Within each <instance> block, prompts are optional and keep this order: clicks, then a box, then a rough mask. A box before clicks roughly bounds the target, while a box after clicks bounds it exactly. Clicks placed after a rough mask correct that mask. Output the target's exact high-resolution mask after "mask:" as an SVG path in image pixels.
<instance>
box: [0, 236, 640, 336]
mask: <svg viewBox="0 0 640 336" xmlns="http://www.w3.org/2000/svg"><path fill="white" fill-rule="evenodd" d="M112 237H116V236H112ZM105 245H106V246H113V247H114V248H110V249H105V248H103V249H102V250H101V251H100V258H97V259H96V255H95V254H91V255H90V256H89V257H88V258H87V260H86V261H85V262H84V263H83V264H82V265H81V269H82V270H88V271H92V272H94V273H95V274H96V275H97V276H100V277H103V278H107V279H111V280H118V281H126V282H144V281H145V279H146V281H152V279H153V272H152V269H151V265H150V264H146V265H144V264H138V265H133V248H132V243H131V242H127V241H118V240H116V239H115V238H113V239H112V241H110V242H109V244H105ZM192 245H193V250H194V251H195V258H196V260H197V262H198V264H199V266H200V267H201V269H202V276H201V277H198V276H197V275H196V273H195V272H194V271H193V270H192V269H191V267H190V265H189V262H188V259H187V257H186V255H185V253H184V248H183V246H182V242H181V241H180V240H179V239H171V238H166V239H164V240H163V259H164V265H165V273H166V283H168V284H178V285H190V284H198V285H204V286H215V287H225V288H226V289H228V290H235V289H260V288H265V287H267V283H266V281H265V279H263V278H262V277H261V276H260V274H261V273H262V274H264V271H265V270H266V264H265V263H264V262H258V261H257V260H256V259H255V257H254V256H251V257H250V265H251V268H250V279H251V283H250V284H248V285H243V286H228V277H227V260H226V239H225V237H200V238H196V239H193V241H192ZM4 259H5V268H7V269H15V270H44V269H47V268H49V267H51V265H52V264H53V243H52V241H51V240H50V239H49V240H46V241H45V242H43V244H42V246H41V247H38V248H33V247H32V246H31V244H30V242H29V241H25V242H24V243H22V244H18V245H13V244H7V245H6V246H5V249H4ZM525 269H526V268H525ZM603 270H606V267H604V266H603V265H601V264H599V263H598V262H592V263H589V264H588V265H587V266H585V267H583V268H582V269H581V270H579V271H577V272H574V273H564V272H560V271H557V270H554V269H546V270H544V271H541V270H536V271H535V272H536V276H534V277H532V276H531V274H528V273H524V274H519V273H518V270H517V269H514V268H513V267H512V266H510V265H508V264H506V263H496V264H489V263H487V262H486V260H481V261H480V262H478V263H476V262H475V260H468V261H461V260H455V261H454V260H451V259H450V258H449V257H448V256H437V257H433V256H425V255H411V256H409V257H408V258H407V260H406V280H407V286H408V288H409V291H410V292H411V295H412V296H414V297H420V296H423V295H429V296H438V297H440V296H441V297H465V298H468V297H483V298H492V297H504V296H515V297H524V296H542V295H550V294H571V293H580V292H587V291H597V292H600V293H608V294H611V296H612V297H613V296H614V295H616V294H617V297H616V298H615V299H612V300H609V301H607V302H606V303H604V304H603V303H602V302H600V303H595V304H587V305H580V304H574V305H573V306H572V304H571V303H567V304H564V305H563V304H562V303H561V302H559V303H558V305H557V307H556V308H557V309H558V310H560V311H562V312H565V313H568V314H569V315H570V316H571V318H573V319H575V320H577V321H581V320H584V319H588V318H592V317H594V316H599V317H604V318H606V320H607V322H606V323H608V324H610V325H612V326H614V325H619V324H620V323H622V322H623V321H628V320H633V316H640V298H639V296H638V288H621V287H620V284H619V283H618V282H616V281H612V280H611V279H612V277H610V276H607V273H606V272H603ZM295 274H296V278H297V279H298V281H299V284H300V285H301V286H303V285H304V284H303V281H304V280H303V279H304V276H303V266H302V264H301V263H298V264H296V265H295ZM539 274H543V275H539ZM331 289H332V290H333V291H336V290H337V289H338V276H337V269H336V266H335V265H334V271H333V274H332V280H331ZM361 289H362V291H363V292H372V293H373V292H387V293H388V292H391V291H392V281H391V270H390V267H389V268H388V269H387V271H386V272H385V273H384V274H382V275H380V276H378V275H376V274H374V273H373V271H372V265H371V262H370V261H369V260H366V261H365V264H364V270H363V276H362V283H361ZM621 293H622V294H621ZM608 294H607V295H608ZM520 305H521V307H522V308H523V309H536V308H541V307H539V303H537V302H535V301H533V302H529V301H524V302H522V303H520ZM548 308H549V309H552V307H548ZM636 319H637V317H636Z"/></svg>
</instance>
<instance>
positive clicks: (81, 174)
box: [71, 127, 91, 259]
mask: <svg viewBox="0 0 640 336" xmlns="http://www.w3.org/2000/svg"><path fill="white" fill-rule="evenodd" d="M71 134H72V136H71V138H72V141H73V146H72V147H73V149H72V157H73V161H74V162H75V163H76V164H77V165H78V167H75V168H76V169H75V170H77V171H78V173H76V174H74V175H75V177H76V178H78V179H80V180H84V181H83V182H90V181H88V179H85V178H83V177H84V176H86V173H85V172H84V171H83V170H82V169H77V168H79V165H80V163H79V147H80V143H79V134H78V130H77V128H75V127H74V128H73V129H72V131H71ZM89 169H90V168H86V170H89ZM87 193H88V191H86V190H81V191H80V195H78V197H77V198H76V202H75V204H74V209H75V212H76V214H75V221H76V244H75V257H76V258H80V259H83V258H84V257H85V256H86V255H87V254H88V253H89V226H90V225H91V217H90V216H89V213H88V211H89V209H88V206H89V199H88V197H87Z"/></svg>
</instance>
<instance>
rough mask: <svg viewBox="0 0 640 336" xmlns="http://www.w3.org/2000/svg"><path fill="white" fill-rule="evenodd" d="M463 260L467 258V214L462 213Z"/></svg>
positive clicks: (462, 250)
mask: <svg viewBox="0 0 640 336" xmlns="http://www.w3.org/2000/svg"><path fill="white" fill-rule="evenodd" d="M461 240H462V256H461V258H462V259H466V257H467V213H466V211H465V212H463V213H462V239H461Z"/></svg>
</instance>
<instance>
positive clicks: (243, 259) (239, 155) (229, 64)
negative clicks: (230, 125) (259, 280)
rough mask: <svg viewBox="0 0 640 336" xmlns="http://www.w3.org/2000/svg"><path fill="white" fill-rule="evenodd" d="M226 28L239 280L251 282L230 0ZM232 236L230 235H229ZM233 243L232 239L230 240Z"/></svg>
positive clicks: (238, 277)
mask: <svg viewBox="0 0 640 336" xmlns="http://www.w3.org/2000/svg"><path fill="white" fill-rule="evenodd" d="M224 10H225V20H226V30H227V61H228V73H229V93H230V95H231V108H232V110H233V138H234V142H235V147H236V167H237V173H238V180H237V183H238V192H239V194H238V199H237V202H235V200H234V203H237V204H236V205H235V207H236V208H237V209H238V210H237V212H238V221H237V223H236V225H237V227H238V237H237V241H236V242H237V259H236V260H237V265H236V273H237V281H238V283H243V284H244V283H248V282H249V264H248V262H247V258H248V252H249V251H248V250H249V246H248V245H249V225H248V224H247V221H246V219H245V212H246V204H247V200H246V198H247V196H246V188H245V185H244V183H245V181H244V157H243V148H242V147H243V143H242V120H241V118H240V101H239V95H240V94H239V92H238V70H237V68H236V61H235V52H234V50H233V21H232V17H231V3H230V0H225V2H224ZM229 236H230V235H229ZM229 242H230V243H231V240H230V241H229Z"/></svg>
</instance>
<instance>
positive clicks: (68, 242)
※
YOUR ASSIGNMENT =>
Return the whole listing above verbatim.

EXPECTED OUTPUT =>
Within each <instance> block, prompts are optional and keep this order: clicks, then a box, then a rough mask. A box before clicks roughly bounds the target, while a box after clicks bounds it exactly. Clicks placed after a rough mask correct that mask. Output the target's exact high-resolution mask after "mask:" as an SVG path in image pixels.
<instance>
box: [0, 236, 640, 336]
mask: <svg viewBox="0 0 640 336" xmlns="http://www.w3.org/2000/svg"><path fill="white" fill-rule="evenodd" d="M112 237H116V236H112ZM105 245H106V246H113V247H114V248H110V249H105V248H103V249H102V250H101V251H100V258H97V259H96V255H95V254H91V255H90V256H89V257H88V258H87V260H86V261H85V262H84V263H83V264H82V265H81V269H82V270H88V271H92V272H94V273H95V274H96V275H97V276H100V277H103V278H107V279H111V280H118V281H126V282H144V281H145V279H146V281H152V279H153V272H152V269H151V265H150V264H146V265H144V264H138V265H133V248H132V243H131V242H127V241H118V240H116V239H115V238H113V239H112V241H110V242H109V244H105ZM192 245H193V250H194V251H195V258H196V260H197V262H198V264H199V266H200V267H201V269H202V276H201V277H198V276H197V275H196V273H195V272H194V271H193V270H192V269H191V267H190V265H189V262H188V259H187V257H186V255H185V253H184V248H183V246H182V242H181V241H180V240H179V239H171V238H166V239H164V240H163V259H164V265H165V273H166V283H168V284H178V285H190V284H198V285H204V286H215V287H225V288H226V289H228V290H235V289H260V288H265V287H267V283H266V281H265V279H263V278H262V277H261V276H260V274H261V273H262V274H264V271H265V270H266V264H265V263H264V262H258V261H257V260H256V259H255V257H254V256H251V257H250V265H251V268H250V279H251V283H250V284H248V285H243V286H228V277H227V260H226V239H225V237H200V238H196V239H193V241H192ZM4 259H5V268H7V269H15V270H44V269H47V268H49V267H51V265H52V264H53V243H52V241H51V240H50V239H49V240H46V241H45V242H43V244H42V246H41V247H38V248H33V247H32V246H31V244H30V242H29V241H25V242H24V243H22V244H18V245H13V244H7V245H6V246H5V249H4ZM525 269H526V268H525ZM603 270H606V267H604V266H603V265H601V264H599V263H598V262H592V263H589V264H588V265H587V266H585V267H583V268H582V269H581V270H579V271H577V272H574V273H564V272H560V271H557V270H554V269H546V270H544V271H541V270H536V271H535V272H536V276H534V277H532V276H531V274H528V273H524V274H519V273H518V270H517V269H514V268H513V267H512V266H510V265H508V264H506V263H496V264H489V263H487V262H486V260H481V261H480V262H478V263H476V262H475V260H468V261H461V260H455V261H454V260H451V259H450V258H449V257H448V256H437V257H433V256H425V255H411V256H409V257H408V258H407V260H406V280H407V286H408V288H409V291H410V292H411V295H412V296H414V297H420V296H423V295H429V296H438V297H440V296H441V297H465V298H468V297H483V298H492V297H504V296H515V297H524V296H542V295H550V294H571V293H580V292H587V291H597V292H600V293H608V294H611V296H612V297H613V296H614V295H616V294H617V297H616V298H615V299H612V300H609V301H607V302H606V303H604V304H603V303H602V302H600V303H595V304H587V305H580V304H574V305H573V306H572V304H571V303H567V304H564V305H563V304H562V303H561V302H559V303H558V305H557V307H556V308H557V309H558V310H560V311H562V312H565V313H568V314H569V315H570V316H571V318H573V319H575V320H577V321H581V320H584V319H588V318H592V317H594V316H599V317H604V318H606V320H607V322H606V323H608V324H610V325H612V326H614V325H619V324H620V323H622V322H623V321H628V320H633V316H640V298H639V296H638V288H621V287H620V284H619V283H618V282H616V281H612V280H611V279H612V277H610V276H607V273H606V272H603ZM295 274H296V278H297V279H298V281H299V284H300V285H301V286H303V285H304V284H303V281H304V280H303V279H304V276H303V266H302V264H301V263H298V264H296V265H295ZM539 274H543V275H539ZM331 289H332V290H333V291H336V290H337V289H338V276H337V269H336V266H335V265H334V271H333V274H332V280H331ZM361 289H362V291H363V292H372V293H373V292H387V293H388V292H391V291H392V281H391V270H390V267H389V268H388V269H387V271H386V272H385V273H384V274H382V275H380V276H378V275H376V274H374V273H373V271H372V265H371V262H370V261H369V260H366V261H365V264H364V270H363V276H362V283H361ZM621 293H622V294H621ZM608 294H607V295H608ZM520 305H521V307H522V308H523V309H536V308H541V307H539V303H537V302H535V301H533V302H529V301H524V302H522V303H520ZM548 308H549V309H552V307H548ZM636 319H637V317H636Z"/></svg>
</instance>
<instance>
positive clicks: (81, 174)
box: [71, 127, 91, 259]
mask: <svg viewBox="0 0 640 336" xmlns="http://www.w3.org/2000/svg"><path fill="white" fill-rule="evenodd" d="M71 134H72V136H71V138H72V141H73V146H72V147H73V149H72V157H73V161H74V162H75V163H76V164H77V165H78V167H75V168H76V169H75V170H77V171H78V173H76V174H74V175H75V177H76V178H78V179H80V180H84V181H83V182H90V181H88V179H85V178H83V177H84V176H86V173H85V172H84V171H83V170H82V169H77V168H79V165H80V163H79V147H80V143H79V134H78V130H77V128H75V127H74V128H73V129H72V131H71ZM89 169H90V168H86V170H89ZM87 193H88V191H86V190H81V191H80V195H78V197H77V198H76V202H75V204H74V209H75V212H76V214H75V221H76V244H75V257H76V258H80V259H83V258H84V257H85V256H86V255H87V254H88V253H89V226H90V225H91V217H90V216H89V213H88V211H89V209H88V206H89V199H88V197H87Z"/></svg>
</instance>
<instance>
rough mask: <svg viewBox="0 0 640 336" xmlns="http://www.w3.org/2000/svg"><path fill="white" fill-rule="evenodd" d="M463 260L467 258V214L462 213Z"/></svg>
positive clicks: (462, 250)
mask: <svg viewBox="0 0 640 336" xmlns="http://www.w3.org/2000/svg"><path fill="white" fill-rule="evenodd" d="M461 240H462V256H461V258H462V259H466V257H467V213H466V211H465V212H463V213H462V239H461Z"/></svg>
</instance>
<instance>
positive clicks: (243, 259) (239, 155) (229, 64)
negative clicks: (230, 125) (259, 280)
rough mask: <svg viewBox="0 0 640 336" xmlns="http://www.w3.org/2000/svg"><path fill="white" fill-rule="evenodd" d="M226 28L239 280L251 282L230 0ZM232 236L230 235H229ZM233 243L232 239L230 240Z"/></svg>
positive clicks: (238, 277)
mask: <svg viewBox="0 0 640 336" xmlns="http://www.w3.org/2000/svg"><path fill="white" fill-rule="evenodd" d="M224 10H225V20H226V30H227V61H228V73H229V93H230V95H231V108H232V110H233V138H234V142H235V147H236V167H237V173H238V180H237V183H238V192H239V194H238V199H237V202H235V200H234V203H237V204H236V205H235V207H236V208H237V209H238V210H237V212H238V221H237V223H236V225H237V227H238V237H237V241H236V242H237V259H236V260H237V265H236V273H237V281H238V283H243V284H244V283H248V282H249V264H248V262H247V258H248V252H249V251H248V250H249V246H248V245H249V225H248V224H247V221H246V219H245V212H246V204H247V200H246V198H247V196H246V188H245V185H244V183H245V181H244V157H243V148H242V147H243V143H242V120H241V118H240V101H239V95H240V94H239V92H238V70H237V68H236V61H235V52H234V50H233V21H232V17H231V3H230V0H225V2H224ZM229 236H230V235H229ZM229 242H230V243H231V240H230V241H229Z"/></svg>
</instance>
<instance>
positive clicks: (68, 242)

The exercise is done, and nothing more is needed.